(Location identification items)
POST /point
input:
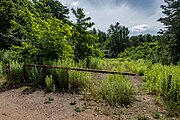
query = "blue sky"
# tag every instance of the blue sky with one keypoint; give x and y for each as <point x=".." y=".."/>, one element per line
<point x="140" y="16"/>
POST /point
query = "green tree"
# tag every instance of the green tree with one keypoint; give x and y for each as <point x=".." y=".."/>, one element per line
<point x="84" y="41"/>
<point x="42" y="39"/>
<point x="118" y="38"/>
<point x="172" y="23"/>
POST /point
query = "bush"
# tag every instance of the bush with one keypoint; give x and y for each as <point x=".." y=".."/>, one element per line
<point x="116" y="90"/>
<point x="16" y="73"/>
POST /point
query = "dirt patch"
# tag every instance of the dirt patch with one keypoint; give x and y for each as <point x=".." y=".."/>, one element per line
<point x="26" y="103"/>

* [PROBLEM REQUIREMENTS] The pictures should not be reproduced; quote all of the other material exactly.

* [RESPONSE FOR THIS EXERCISE]
POST /point
input:
query = "blue sky"
# tag every instance of the blue sky with one keypoint; give x and y for each as <point x=".." y=".."/>, one element per line
<point x="140" y="16"/>
POST /point
query = "green tree"
# tag every instance of the green tree with one keypoint; give x and y for each as <point x=".." y=".."/>, one element per line
<point x="84" y="41"/>
<point x="42" y="39"/>
<point x="118" y="38"/>
<point x="172" y="23"/>
POST /point
query = "bush"
# tag every instance of the bush with one keypoint; give x and y for each as <point x=".." y=".."/>, one element per line
<point x="116" y="90"/>
<point x="16" y="73"/>
POST /point
query = "dirt patch"
# tag every instance of the dirt patch with one keypoint; give x and y for each as <point x=".." y=".."/>, one element per line
<point x="26" y="103"/>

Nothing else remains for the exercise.